企画特集:「竹島」
【波頭を越えて 竹島リポート 第3部】(1)初めて語る拿捕・抑留
3年半“人質外交”の犠牲に
「これは本気だ、と気づいたとき、ものすごい恐怖に襲われた。今でも、昨日のことのように覚えている」
下関市の伊達彪(81)は、韓国の軍艦に拿捕(だほ)された半世紀以上前のことを、この夏、初めて語り出した。
27歳の夏だった。「第五玉力丸」に乗り、2隻1組で底引き網漁をしていた。対馬海峡の巨済島南30カイリ。海面は濃霧にかすんでいた。船長の伊達は操舵(そうだ)室で、左舷約200メートルを航行する主船を見守っていた。
後方から物音がしているような気がしたとき、突如霧をくぐり抜けるように軍艦が現れ、左舷50メートル横を並航し始めた。
「韓国船だ!」。慌てて非常ベルを鳴らした。跳び起きた船員たちは、主船との間に渡された漁具の切断にかかった。
銃を構えた兵士に至近距離で威嚇されながらも、懸命に振り切ろうとする玉力丸と追いすがる軍艦はジグザグに並航を続けた末、ついに拿捕。2人の兵隊が乗り込み、軍艦へ移るよう命じた。
続いて軍艦は主船の追尾を始めたが、突如左へ旋回。不思議に思っていると、艦長は重々しく「(李)ラインを外れました」と宣言した。主船が李ラインの外へ逃げ切ったため、追尾をあきらめたのだ。
艦内に連行された伊達はさらに、「ダッダッダッダー」という機関砲の連射音を何度も聞いた。身を縮めていると、軍艦の機関長が「皆殺しにされますよ」とつぶやいた。恐怖で縮めた体が、ぶるぶると震えた。
さらに銃撃が続いた後、軍艦は別の日本漁船2隻を拿捕し、船長たちを連行してきた。言葉もなく顔を見合わせる三十数人は、その日の夕方、釜山まで運ばれた。

> [抽出データ]:
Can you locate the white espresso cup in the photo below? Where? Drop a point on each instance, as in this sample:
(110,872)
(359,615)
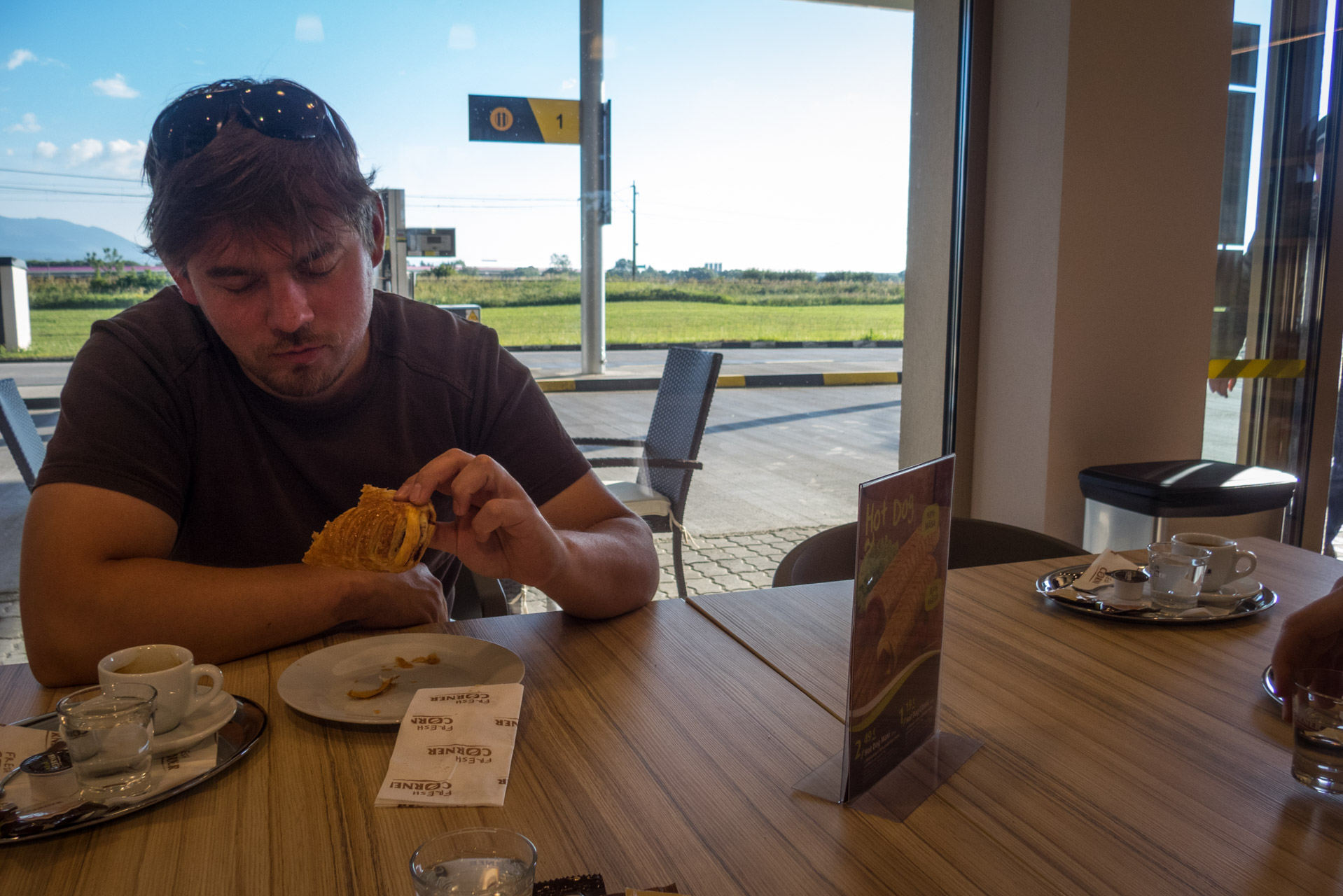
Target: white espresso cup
(1228,562)
(172,672)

> [課題の指示]: 拿捕と抑留の体験をつづった竹島リポートの本文を、最後の文に続けて書き進めなさい。

> [記述解答]:
伊達の長い抑留生活が始まった。
伊達が拿捕されたのは昭和29年7月19日。韓国が竹島を含む公海上に一方的に「李承晩ライン」を設定し、領海とすると宣言した2年後だ。だが、ラインが廃止され、韓流ブームに沸く21世紀の今も、伊達が拿捕された現場よりずっと日本寄りの海域で、韓国の違法操業が後を絶たない。
今年3月。夜の闇をついて松江市沖約16キロの日本領海内でアナゴ漁をしていた韓国漁船6隻を、海上保安庁のヘリコプターが発見した。停船命令を無視して四方へ逃走する船を海上保安部の巡視船や水産庁の取締船などが12時間にわたり追跡し、4隻を拿捕した。
新日韓漁業協定が発効した平成11年に、日本のEEZ(排他的経済水域)内において違法操業したとして拿捕された韓国漁船は20隻。ピークの14年(33隻)以降は減少を続けているが、水産庁の担当者は「違法操業自体が減っているのではなく、手口が巧妙化し、検挙できなくなっている」とため息をつく。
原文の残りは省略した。